Extracted records
= = =
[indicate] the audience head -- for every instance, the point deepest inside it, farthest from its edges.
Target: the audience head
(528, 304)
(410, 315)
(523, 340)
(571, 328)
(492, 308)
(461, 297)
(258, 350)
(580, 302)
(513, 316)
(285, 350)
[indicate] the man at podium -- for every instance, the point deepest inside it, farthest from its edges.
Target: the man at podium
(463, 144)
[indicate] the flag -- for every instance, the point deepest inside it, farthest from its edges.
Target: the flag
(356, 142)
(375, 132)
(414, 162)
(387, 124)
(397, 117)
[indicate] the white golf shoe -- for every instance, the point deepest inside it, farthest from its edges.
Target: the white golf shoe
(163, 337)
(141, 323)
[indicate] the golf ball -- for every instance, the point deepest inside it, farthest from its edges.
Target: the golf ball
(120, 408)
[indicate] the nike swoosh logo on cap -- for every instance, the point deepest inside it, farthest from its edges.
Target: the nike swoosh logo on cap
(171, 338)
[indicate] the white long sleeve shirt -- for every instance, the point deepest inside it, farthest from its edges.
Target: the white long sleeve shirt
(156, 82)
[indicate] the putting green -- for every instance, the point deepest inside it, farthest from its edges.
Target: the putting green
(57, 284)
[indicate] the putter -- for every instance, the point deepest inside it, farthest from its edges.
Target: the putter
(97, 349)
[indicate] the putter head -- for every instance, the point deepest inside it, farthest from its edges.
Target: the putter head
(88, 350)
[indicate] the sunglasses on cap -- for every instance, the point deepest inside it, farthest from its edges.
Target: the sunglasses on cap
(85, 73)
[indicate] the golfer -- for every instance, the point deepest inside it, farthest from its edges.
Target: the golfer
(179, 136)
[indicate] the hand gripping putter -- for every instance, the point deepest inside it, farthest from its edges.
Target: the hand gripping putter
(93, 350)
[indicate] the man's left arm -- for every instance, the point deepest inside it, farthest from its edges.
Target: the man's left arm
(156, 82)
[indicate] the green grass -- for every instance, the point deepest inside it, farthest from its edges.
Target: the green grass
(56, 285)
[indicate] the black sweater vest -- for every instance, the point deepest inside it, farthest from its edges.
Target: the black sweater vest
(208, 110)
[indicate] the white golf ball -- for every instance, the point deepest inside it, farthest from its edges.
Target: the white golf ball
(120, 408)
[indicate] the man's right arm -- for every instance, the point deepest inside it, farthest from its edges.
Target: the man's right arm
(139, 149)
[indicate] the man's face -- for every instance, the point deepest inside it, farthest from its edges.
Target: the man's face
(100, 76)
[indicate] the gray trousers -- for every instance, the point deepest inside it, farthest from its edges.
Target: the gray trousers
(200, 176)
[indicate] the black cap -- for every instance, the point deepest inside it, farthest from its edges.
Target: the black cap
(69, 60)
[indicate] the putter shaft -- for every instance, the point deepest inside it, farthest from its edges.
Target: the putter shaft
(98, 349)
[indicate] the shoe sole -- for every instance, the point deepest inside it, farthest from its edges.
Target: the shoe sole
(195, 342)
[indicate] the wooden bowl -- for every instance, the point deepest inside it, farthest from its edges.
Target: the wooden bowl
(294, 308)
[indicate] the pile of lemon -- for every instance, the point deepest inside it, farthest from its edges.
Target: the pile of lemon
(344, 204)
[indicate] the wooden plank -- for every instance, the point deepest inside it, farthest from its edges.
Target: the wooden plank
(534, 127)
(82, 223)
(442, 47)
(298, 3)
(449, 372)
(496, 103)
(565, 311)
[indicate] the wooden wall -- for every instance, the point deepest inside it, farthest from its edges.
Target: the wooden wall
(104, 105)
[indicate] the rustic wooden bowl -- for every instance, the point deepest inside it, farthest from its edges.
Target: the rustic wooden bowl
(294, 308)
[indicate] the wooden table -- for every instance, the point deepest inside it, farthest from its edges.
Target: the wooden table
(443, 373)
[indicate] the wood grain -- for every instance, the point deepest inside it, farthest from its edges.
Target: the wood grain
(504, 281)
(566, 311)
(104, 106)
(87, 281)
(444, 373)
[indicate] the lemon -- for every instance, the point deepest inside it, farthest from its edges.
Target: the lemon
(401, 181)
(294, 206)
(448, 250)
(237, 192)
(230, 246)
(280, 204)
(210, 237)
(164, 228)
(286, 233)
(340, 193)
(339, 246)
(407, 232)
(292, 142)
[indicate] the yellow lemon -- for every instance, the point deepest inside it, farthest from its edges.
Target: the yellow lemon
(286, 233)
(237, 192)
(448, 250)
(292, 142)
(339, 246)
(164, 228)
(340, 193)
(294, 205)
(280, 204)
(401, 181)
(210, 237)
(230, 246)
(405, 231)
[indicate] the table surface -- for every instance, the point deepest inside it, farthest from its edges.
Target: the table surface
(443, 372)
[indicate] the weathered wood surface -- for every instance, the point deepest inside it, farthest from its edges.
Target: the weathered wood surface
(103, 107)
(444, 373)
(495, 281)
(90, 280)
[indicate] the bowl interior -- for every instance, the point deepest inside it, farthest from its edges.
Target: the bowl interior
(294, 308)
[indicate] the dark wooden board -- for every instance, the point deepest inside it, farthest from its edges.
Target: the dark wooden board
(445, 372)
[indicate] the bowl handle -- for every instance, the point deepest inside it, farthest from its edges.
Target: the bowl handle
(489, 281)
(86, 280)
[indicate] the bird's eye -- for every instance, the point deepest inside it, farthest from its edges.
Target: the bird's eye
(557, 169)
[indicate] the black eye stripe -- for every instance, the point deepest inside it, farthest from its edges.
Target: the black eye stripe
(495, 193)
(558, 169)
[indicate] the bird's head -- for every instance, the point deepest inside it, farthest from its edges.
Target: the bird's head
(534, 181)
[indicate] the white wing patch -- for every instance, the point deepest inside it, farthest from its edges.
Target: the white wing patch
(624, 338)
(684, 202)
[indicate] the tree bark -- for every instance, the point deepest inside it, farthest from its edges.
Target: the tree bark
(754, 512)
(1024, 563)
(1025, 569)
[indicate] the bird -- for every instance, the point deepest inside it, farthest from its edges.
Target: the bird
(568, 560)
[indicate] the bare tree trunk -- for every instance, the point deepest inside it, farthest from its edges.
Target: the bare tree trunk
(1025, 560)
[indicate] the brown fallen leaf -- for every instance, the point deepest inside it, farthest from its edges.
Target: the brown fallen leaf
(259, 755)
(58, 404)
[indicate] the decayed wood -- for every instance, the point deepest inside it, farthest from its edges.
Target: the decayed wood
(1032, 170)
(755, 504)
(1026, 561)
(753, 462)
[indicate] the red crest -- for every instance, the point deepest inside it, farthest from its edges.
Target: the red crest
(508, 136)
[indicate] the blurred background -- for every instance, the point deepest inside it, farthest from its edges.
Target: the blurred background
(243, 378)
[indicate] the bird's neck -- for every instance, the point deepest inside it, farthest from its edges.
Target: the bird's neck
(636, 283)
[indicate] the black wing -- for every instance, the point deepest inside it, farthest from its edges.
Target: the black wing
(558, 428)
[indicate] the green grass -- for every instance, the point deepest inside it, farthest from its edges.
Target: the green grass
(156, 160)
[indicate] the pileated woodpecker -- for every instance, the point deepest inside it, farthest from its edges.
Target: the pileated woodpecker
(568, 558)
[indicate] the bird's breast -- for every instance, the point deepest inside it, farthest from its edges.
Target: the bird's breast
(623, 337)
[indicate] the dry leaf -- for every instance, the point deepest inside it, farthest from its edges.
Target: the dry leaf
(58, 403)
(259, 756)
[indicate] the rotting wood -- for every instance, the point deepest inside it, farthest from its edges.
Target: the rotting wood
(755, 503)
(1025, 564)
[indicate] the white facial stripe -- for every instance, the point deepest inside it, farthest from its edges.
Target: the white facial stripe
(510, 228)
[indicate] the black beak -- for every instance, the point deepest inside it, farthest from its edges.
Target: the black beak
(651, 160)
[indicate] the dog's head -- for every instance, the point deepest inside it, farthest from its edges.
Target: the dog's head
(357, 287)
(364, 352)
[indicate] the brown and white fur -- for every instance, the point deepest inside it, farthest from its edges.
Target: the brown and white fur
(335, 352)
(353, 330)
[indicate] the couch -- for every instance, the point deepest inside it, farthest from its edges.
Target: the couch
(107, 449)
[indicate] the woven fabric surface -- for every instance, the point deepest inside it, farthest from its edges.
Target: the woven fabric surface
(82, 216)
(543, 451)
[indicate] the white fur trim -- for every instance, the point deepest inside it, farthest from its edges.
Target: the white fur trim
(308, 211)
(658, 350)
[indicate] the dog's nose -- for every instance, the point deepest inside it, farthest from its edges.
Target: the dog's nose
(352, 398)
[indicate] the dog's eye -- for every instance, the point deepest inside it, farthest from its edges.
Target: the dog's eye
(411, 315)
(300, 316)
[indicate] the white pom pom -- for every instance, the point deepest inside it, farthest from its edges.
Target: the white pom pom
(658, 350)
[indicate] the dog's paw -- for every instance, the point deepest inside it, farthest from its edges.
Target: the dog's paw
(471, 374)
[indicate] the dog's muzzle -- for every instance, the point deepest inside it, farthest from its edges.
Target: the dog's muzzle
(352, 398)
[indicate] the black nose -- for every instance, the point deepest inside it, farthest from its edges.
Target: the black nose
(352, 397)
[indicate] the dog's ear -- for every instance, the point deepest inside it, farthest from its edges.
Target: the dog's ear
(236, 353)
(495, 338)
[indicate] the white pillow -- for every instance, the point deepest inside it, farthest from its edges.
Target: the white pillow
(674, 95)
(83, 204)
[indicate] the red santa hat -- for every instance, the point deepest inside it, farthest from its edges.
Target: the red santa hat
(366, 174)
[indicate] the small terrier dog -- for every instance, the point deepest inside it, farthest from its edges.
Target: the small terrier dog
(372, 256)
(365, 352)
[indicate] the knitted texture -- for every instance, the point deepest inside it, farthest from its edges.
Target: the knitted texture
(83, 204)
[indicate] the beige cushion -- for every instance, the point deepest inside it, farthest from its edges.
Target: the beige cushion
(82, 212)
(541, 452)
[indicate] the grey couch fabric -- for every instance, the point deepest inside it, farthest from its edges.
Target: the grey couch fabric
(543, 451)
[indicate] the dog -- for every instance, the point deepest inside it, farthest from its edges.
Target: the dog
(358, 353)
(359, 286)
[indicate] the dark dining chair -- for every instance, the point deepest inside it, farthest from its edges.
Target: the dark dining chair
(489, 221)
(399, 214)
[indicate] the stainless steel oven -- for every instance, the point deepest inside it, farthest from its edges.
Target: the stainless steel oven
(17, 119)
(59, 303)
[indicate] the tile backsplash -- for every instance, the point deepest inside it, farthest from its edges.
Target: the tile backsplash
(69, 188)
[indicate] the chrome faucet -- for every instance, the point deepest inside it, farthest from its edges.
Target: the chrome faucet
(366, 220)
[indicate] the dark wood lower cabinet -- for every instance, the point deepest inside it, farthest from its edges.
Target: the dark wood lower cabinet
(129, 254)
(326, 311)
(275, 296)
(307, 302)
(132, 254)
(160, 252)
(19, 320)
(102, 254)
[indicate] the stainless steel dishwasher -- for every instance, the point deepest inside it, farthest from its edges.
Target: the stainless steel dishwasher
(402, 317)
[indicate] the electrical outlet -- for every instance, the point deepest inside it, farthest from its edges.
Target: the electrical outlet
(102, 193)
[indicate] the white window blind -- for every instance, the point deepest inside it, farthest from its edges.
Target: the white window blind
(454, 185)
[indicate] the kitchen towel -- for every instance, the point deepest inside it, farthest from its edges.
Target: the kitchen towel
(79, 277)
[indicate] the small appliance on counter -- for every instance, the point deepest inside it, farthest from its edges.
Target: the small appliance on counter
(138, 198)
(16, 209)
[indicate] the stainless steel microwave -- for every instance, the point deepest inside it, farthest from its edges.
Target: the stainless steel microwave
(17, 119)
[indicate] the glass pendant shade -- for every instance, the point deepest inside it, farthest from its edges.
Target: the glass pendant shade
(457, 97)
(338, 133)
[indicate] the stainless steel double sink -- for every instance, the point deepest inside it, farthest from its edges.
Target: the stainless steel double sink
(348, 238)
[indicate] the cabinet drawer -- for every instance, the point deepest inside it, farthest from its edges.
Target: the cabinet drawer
= = =
GIVEN TASK
Rewrite everything from the line containing "[indicate] the white window" down to the end of the records as a numbered list, leaving out blank lines.

TASK ANSWER
1. [indicate] the white window blind -- for every instance, the point deepest inside it, farthest from its edges.
2. Target: the white window blind
3. (454, 185)
4. [indicate] the kitchen towel -- for every instance, the point deepest inside it, farthest from its edges.
5. Target: the kitchen towel
6. (79, 277)
7. [indicate] the small appliance on counter -- for every instance, the point deepest inside it, farthest from its edges.
8. Target: the small appliance on counter
9. (138, 198)
10. (16, 209)
11. [indicate] the stainless steel microwave -- for every instance, the point deepest inside it, farthest from its edges.
12. Target: the stainless steel microwave
13. (17, 119)
14. [indicate] the glass pendant shade -- for every instance, the point deepest inside it, farthest from its edges.
15. Target: the glass pendant shade
16. (457, 97)
17. (338, 133)
18. [indicate] the stainless steel double sink -- for every instance, the point deepest inside it, farthest from its edges.
19. Target: the stainless steel double sink
20. (348, 238)
21. [indicate] the cabinet drawer -- for every instance, the point deepest inside it, farthest from its edges.
22. Target: the cabinet drawer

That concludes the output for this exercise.